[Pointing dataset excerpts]
★ ★ ★ ★

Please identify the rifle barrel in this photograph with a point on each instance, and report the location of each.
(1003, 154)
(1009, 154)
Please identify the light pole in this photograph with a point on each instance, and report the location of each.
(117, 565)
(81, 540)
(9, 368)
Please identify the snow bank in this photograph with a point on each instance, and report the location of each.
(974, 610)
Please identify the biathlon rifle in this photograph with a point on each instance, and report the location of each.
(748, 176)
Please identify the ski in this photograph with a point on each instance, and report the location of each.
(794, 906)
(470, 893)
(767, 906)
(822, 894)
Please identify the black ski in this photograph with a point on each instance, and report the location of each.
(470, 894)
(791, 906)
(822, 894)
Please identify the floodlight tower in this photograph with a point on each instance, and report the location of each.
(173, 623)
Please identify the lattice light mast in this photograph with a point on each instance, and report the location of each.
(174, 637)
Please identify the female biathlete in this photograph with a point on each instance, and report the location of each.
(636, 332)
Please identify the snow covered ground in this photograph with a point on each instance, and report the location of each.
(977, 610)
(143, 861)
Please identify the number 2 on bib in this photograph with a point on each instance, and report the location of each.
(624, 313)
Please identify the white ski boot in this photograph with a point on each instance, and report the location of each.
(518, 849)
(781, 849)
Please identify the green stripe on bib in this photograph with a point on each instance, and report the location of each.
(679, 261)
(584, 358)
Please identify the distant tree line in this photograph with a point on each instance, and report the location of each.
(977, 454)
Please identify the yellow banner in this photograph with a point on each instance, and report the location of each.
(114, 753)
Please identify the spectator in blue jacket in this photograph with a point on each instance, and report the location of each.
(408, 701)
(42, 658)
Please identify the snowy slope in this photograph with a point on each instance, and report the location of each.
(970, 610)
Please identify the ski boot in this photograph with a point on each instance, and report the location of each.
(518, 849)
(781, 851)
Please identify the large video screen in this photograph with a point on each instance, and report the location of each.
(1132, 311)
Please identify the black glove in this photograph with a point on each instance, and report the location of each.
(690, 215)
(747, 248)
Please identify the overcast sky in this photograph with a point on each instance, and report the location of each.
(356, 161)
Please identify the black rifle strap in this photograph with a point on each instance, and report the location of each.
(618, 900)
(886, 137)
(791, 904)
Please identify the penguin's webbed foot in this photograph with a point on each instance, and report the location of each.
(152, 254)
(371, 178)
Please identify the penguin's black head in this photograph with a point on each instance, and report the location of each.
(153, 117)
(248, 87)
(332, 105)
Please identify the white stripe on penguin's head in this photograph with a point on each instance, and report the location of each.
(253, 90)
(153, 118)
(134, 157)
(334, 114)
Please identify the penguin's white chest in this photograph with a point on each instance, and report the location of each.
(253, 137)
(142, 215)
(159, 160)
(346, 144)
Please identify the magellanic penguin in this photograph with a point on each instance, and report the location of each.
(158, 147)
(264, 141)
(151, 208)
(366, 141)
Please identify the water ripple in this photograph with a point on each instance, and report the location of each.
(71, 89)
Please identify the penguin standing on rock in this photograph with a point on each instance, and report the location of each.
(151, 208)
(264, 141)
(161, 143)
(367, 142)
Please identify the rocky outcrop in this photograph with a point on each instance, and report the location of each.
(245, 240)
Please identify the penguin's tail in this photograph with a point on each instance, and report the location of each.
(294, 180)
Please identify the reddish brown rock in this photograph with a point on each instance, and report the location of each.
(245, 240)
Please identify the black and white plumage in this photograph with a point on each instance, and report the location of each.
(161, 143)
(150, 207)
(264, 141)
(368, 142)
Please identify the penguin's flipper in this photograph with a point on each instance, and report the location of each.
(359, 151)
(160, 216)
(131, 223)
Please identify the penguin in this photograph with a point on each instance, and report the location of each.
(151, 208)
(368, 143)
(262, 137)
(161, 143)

★ ★ ★ ★

# [Aim]
All of the entries must be written out exactly as they stand.

# [Solution to this problem]
Please identify the rifle barrel in this photograph with a point on each instance, and report the location of each.
(1003, 154)
(1009, 154)
Please identify the light pole in this photograph with a point on each instance, and report the location of each.
(117, 565)
(81, 540)
(9, 368)
Please identify the snow bank in this photograph with a point on each instance, and report the location of each.
(974, 610)
Please identify the biathlon rifle in this photograph with a point on each instance, and report the location of each.
(748, 176)
Please identify the ski in this photograph with a point on each instance, and report the location of each.
(794, 906)
(470, 893)
(767, 906)
(822, 894)
Please identify the black ski in this photograph with a point on each instance, and report the location of each.
(470, 894)
(791, 906)
(822, 894)
Please identify the floodlight tower in this photograph with a point on each instance, and report the location of each.
(173, 623)
Please identify the lattice light mast in this photograph with a point on each instance, and report the location of each.
(174, 637)
Please identify the female biathlete in this photograph with a point on each instance, and report the location of each.
(636, 332)
Please identify the snow covered ground in this photograph with a point on each instance, and report the location of each.
(977, 610)
(143, 861)
Please identify the number 2 on bib in this photograph with a point on each instance, and report the location of each.
(624, 313)
Please identify the white ski boot in this photograph with a point on each instance, and report the location of each.
(518, 849)
(781, 849)
Please identify the green stripe on bib in this photograph with a point on each instance, and report the location of each.
(679, 261)
(584, 358)
Please identify the distant tree line in this photograph with a point on each instance, and report the location of each.
(977, 454)
Please identify the yellow banner in this photograph with a point on each instance, and report the location of each.
(114, 753)
Please identify the spectator in blue jacket in this photograph with a point on each instance, and report the location of each.
(408, 701)
(42, 658)
Please identify the snowy slope in this photograph with a point on each instance, and report the location of each.
(970, 610)
Please identify the ski boot in this photograph with a point on each instance, and report the location of each.
(518, 849)
(781, 851)
Please identify the large video screen in this photograph with a point on each instance, and report the location of each.
(1132, 311)
Please identify the black glove in this photograph with a point on each instance, and report the location of each.
(690, 215)
(747, 248)
Please identify the overcast sky in this photograph with a point on each instance, and report the location of each.
(356, 161)
Please identify the black rifle strap in this photograph with a point on each instance, and report the location of each.
(618, 900)
(886, 137)
(791, 904)
Please identify the penguin's webbed foot in this photograph with a point on each instance, and report the location of each.
(152, 254)
(371, 178)
Please identify the penguin's black head in this photograph with a point on each instance, and report the location of each.
(153, 117)
(248, 87)
(332, 105)
Please identify the white stripe on penguin's head in this photograph with a point on each instance, and report the location of each.
(253, 90)
(153, 118)
(134, 157)
(334, 114)
Please identify the penguin's white chest in this photograph with a point on each instance, and report the location of each.
(253, 137)
(142, 215)
(159, 160)
(346, 144)
Please identify the magellanic penguin in this photograph with a point on each instance, and report the location of each.
(158, 147)
(264, 141)
(151, 208)
(366, 141)
Please identify the water ripple in this photograph with a point on each instance, and report the location of each.
(71, 89)
Please identify the penguin standing on rock in this photograph with a point on each instance, and report the location of each.
(151, 208)
(264, 141)
(161, 143)
(367, 142)
Please identify the rocky outcrop in this photograph with a point on each instance, and report the location of each.
(245, 240)
Please identify the penguin's tail in this photograph with a point on each instance, and report the location of each.
(294, 180)
Please identify the reddish brown rock in this photograph with a point on each instance, and report the location of each.
(245, 240)
Please identify the black and white plumage in this photograph with a point on each instance, and report the location of each.
(161, 143)
(150, 207)
(264, 141)
(368, 142)
Please identify the penguin's flipper in this photograph with a point on each instance, and report the location of each.
(359, 151)
(160, 216)
(131, 223)
Please identify the penguin in this photograph with a point on each instance, and report the location of each.
(151, 208)
(368, 143)
(262, 137)
(161, 143)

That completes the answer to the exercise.